◆ **Task statement**:
Copy out each record that follows exactly, and omit any picture you find.

◆ **Input**:

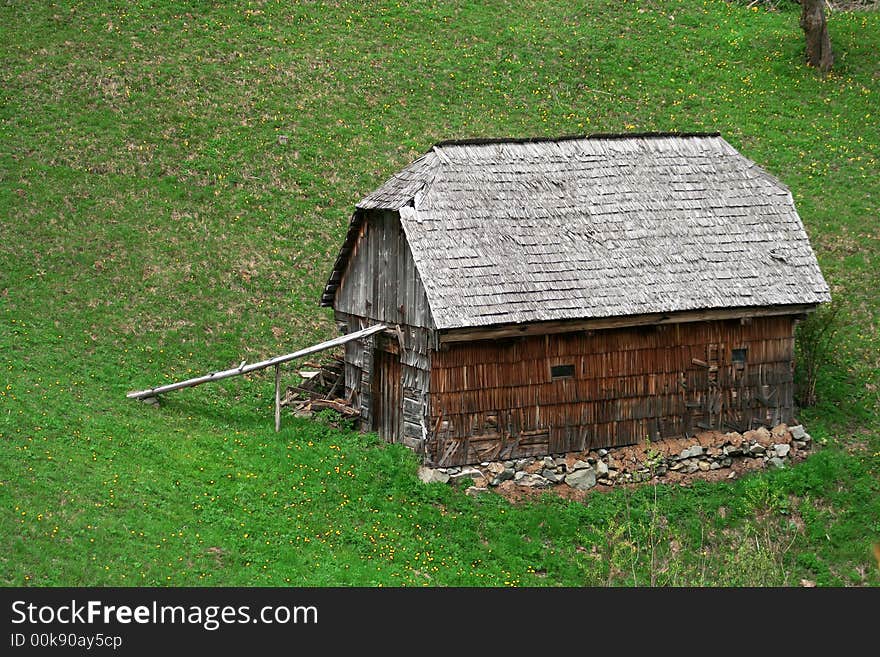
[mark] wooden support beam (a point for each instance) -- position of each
(277, 397)
(245, 369)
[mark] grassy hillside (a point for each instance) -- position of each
(175, 179)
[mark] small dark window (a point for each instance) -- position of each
(561, 371)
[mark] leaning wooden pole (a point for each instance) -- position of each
(244, 369)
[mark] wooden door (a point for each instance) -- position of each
(387, 400)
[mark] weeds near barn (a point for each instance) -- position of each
(156, 226)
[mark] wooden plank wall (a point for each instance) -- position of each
(382, 284)
(496, 398)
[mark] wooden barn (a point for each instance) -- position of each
(552, 295)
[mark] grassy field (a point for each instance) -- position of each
(175, 180)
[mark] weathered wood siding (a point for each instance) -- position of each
(382, 284)
(498, 399)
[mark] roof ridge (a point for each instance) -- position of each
(485, 141)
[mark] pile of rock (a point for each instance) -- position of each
(705, 452)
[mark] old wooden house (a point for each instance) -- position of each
(553, 295)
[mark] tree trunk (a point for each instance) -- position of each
(815, 29)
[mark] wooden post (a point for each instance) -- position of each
(246, 369)
(277, 397)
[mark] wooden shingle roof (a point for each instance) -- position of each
(514, 231)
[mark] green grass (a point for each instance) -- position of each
(154, 227)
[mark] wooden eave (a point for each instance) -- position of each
(495, 332)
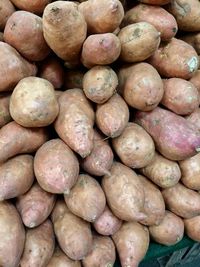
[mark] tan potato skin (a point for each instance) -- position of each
(35, 206)
(102, 254)
(14, 67)
(56, 167)
(100, 49)
(16, 176)
(100, 160)
(182, 201)
(64, 34)
(170, 231)
(28, 140)
(134, 38)
(124, 193)
(184, 100)
(12, 235)
(112, 116)
(175, 59)
(100, 83)
(86, 198)
(134, 146)
(75, 121)
(24, 32)
(60, 259)
(39, 246)
(154, 205)
(192, 228)
(107, 223)
(102, 16)
(132, 242)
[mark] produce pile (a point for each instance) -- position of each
(99, 130)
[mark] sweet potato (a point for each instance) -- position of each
(182, 201)
(15, 139)
(175, 137)
(192, 228)
(134, 38)
(102, 16)
(184, 100)
(143, 87)
(100, 83)
(102, 254)
(170, 231)
(24, 32)
(175, 59)
(134, 146)
(39, 245)
(190, 169)
(100, 160)
(154, 205)
(75, 121)
(60, 259)
(112, 116)
(107, 223)
(12, 235)
(33, 103)
(162, 172)
(132, 242)
(13, 67)
(64, 34)
(35, 206)
(100, 49)
(86, 198)
(162, 20)
(73, 234)
(124, 193)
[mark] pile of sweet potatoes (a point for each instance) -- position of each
(99, 130)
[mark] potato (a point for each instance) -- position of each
(24, 32)
(16, 176)
(100, 160)
(134, 38)
(100, 49)
(169, 232)
(157, 16)
(35, 206)
(73, 234)
(143, 88)
(192, 228)
(184, 100)
(13, 67)
(33, 103)
(175, 137)
(102, 254)
(100, 83)
(64, 34)
(182, 201)
(12, 235)
(134, 146)
(112, 116)
(15, 139)
(52, 70)
(86, 198)
(75, 121)
(60, 259)
(124, 193)
(107, 223)
(175, 59)
(132, 242)
(102, 16)
(187, 14)
(162, 172)
(39, 245)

◆ **Written response**:
[mark] wooden support beam (a point for each instance) -- position of each
(277, 397)
(245, 369)
[mark] grassy hillside (a point for each instance) -- position of each
(175, 179)
[mark] small dark window (a point for each instance) -- position of each
(561, 371)
[mark] leaning wooden pole (a point for each instance) -- position of each
(244, 369)
[mark] wooden door (a point for each instance) -- position of each
(387, 400)
[mark] weeds near barn (a point for each instance) -- position of each
(156, 226)
[mark] wooden plank wall (a point for each instance) -- position of each
(382, 284)
(496, 398)
[mark] wooden barn (a point for each instance) -- position of each
(552, 295)
[mark] grassy field (a point for each instance) -- position of each
(175, 180)
[mark] weathered wood siding (a point for each instance) -- position of each
(382, 284)
(498, 399)
[mark] roof ridge (a point for each instance) -- position of each
(485, 141)
[mark] pile of rock (a point for each instance) -- position of each
(705, 452)
[mark] old wooden house (a point for each instance) -- position of each
(553, 295)
[mark] tree trunk (a point for each instance) -- position of each
(815, 29)
[mark] wooden post (a point for each instance) -- position of each
(246, 369)
(277, 397)
[mark] wooden shingle roof (a point for each instance) -- position of each
(514, 231)
[mark] green grass (a point for each instance) -- position of each
(154, 227)
[mark] wooden eave (a point for each instance) -- position of each
(495, 332)
[mark] tan potato skin (a point for each instance) -- position of each
(35, 206)
(102, 254)
(14, 67)
(56, 167)
(100, 49)
(16, 176)
(100, 160)
(182, 201)
(64, 34)
(170, 231)
(28, 140)
(134, 38)
(124, 193)
(184, 100)
(12, 235)
(112, 116)
(175, 59)
(100, 83)
(86, 198)
(134, 146)
(75, 121)
(24, 32)
(60, 259)
(39, 246)
(154, 205)
(192, 228)
(107, 223)
(102, 16)
(132, 242)
[mark] produce pile (a point for each instance) -- position of each
(99, 130)
[mark] sweet potato (a point for each instance) -- position of each
(182, 201)
(15, 139)
(175, 137)
(192, 228)
(134, 38)
(102, 16)
(184, 100)
(143, 87)
(100, 83)
(102, 254)
(170, 231)
(24, 32)
(175, 59)
(134, 146)
(39, 245)
(190, 169)
(100, 160)
(154, 205)
(75, 121)
(60, 259)
(112, 116)
(107, 223)
(12, 235)
(33, 103)
(162, 172)
(132, 242)
(13, 67)
(64, 34)
(35, 206)
(100, 49)
(86, 198)
(162, 20)
(73, 234)
(124, 193)
[mark] pile of sweet potatoes (a point for each instance) -- position of each
(99, 130)
[mark] potato (a point for each instance) -- position of each
(24, 32)
(16, 176)
(100, 160)
(134, 38)
(100, 49)
(169, 232)
(157, 16)
(35, 206)
(73, 234)
(143, 88)
(192, 228)
(184, 100)
(13, 67)
(33, 103)
(175, 137)
(102, 254)
(100, 83)
(64, 34)
(182, 201)
(12, 235)
(134, 146)
(112, 116)
(15, 139)
(52, 70)
(86, 198)
(75, 121)
(60, 259)
(124, 193)
(107, 223)
(175, 59)
(132, 242)
(102, 16)
(187, 14)
(162, 172)
(39, 245)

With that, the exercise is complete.